__Exercise__.
Copy the stretch from the line containing "the lamp shade" through the end of the listing, swapping "benchmark" for "evaluation" and leaving everything else the same.

__Dataset rows__.
※

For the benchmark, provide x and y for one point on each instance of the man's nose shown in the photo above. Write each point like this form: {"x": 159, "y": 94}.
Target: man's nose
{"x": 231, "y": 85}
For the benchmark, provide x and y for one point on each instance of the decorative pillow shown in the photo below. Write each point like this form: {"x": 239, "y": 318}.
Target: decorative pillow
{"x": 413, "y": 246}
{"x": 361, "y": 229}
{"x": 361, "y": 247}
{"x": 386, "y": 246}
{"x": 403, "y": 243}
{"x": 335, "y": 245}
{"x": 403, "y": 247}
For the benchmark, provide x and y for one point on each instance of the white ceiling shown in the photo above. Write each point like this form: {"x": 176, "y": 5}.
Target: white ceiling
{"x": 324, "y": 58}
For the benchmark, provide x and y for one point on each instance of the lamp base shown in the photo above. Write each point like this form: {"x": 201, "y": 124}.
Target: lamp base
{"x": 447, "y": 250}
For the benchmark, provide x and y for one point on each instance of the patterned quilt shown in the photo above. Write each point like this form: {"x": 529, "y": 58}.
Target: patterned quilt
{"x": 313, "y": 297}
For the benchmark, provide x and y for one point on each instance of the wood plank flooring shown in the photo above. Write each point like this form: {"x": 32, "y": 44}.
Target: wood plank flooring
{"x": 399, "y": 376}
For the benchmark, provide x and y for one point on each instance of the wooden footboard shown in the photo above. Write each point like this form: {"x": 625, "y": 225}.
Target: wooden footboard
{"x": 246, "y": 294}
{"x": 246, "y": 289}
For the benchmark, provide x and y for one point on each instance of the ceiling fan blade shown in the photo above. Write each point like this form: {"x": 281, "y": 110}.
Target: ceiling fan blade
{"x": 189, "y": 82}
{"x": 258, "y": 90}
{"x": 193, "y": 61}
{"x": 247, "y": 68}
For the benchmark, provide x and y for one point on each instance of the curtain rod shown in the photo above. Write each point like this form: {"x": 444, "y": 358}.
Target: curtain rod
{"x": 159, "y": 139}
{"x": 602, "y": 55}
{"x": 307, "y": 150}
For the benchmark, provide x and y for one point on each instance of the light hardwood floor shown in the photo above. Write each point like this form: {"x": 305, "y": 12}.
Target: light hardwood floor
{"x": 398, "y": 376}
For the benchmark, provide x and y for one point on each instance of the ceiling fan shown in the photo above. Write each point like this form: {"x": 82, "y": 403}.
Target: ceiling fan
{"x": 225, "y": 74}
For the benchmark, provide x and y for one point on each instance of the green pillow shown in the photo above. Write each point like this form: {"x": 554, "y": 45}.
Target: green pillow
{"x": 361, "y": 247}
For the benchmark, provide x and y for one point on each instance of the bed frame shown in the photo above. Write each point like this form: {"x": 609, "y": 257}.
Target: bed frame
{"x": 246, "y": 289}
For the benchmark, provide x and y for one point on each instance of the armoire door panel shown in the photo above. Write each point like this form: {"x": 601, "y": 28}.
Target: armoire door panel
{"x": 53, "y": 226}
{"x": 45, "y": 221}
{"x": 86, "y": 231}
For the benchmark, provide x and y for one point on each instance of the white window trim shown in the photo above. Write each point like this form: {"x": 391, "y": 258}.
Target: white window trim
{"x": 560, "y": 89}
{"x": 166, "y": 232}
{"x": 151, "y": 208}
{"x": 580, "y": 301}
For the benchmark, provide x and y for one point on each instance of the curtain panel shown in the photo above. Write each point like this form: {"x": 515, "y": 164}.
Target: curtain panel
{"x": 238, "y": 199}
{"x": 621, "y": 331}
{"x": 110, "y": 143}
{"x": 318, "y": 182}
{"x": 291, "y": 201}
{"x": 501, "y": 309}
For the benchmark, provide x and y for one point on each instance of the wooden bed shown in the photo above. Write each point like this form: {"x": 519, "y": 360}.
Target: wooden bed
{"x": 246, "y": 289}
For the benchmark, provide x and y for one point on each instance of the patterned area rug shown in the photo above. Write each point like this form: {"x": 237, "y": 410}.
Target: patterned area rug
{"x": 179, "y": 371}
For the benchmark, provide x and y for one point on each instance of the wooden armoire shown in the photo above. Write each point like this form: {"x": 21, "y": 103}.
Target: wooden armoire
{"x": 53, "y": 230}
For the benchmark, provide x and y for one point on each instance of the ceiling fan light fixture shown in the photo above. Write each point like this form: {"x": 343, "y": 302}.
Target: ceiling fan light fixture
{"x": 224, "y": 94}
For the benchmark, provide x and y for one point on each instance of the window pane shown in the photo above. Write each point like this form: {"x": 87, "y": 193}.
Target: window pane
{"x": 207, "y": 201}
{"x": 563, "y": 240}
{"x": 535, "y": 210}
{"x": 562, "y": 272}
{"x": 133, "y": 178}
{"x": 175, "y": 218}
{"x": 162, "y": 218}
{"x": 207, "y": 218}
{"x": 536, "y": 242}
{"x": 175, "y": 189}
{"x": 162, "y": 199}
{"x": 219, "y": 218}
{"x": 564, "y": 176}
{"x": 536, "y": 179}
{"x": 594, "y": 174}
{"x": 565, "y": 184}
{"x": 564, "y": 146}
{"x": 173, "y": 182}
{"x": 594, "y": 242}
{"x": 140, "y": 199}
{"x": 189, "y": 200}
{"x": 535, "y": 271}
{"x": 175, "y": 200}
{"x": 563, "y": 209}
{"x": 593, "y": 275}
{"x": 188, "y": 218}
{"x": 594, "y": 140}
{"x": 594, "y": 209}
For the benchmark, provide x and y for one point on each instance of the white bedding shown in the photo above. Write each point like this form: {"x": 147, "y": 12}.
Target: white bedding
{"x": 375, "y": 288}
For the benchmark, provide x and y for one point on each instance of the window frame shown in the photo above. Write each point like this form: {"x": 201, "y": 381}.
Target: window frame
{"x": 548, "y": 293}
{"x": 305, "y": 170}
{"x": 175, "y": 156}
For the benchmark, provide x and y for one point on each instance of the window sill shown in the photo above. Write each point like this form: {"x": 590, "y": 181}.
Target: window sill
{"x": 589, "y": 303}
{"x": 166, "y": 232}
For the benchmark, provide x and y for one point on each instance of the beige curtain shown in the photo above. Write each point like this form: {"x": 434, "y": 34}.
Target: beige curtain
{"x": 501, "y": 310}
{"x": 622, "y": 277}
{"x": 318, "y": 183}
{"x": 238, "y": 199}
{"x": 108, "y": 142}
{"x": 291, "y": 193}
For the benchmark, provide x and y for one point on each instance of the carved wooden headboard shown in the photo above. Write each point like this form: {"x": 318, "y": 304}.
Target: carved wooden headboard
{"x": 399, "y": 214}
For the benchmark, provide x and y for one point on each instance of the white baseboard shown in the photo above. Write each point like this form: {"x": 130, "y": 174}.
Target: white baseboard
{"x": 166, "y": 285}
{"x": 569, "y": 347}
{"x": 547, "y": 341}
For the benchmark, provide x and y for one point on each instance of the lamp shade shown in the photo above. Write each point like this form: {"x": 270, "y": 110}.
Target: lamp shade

※

__Answer to the task__.
For the evaluation, provide x and y for one point on each instance of the lamp shade shown in the photo above. Write each point like this form: {"x": 270, "y": 110}.
Target: lamp shade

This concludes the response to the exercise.